(Items from a data source)
- - -

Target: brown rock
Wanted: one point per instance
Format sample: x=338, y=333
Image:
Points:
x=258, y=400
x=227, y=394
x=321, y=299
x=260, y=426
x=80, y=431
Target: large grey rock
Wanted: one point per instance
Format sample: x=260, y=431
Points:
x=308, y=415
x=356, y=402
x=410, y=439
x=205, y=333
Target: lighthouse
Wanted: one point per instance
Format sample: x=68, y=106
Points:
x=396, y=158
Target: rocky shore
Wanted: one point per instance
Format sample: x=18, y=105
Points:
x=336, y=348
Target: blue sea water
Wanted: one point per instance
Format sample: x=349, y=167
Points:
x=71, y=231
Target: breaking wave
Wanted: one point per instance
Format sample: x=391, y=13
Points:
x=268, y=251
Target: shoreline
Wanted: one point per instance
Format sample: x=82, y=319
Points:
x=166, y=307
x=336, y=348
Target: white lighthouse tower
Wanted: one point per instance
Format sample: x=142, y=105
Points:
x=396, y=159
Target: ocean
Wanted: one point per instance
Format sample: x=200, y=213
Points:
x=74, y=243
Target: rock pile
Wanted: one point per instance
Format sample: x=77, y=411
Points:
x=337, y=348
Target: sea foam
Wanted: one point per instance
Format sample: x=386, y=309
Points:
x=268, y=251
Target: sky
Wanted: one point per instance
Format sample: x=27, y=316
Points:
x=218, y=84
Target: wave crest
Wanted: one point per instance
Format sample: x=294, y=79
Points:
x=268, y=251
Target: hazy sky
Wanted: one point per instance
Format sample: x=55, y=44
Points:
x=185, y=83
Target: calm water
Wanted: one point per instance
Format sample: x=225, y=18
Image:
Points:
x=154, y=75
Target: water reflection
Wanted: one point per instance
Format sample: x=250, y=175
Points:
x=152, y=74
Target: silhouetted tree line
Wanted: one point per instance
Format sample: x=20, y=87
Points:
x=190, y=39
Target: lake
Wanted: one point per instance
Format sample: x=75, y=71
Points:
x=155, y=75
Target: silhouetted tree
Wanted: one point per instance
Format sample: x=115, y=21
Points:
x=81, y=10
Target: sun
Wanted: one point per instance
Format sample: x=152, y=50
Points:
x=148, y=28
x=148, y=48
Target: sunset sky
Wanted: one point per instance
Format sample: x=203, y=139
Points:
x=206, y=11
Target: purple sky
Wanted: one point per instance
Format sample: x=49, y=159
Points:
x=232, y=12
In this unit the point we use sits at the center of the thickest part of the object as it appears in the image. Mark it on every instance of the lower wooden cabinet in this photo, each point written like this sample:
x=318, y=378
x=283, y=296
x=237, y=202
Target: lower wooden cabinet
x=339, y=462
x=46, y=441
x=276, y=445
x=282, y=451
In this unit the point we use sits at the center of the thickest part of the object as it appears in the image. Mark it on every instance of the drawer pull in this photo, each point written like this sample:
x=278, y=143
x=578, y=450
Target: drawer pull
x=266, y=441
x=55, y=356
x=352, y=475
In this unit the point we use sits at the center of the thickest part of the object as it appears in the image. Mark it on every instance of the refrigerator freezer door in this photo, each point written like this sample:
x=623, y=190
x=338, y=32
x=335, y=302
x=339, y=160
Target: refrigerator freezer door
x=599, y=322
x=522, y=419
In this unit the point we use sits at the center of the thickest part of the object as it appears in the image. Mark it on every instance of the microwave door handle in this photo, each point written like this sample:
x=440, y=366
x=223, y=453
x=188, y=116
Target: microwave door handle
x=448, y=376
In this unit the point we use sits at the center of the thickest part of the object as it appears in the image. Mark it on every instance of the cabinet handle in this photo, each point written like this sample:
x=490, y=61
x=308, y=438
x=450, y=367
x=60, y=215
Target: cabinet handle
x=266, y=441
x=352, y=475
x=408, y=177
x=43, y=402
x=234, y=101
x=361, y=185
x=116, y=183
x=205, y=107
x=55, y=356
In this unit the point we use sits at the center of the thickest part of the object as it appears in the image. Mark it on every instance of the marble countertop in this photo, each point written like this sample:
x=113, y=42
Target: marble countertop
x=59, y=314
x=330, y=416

- - -

EXERCISE BRIEF:
Tally up the lines of the data above where the string "every" appears, and give only the count.

ANSWER TO THIS EXERCISE:
6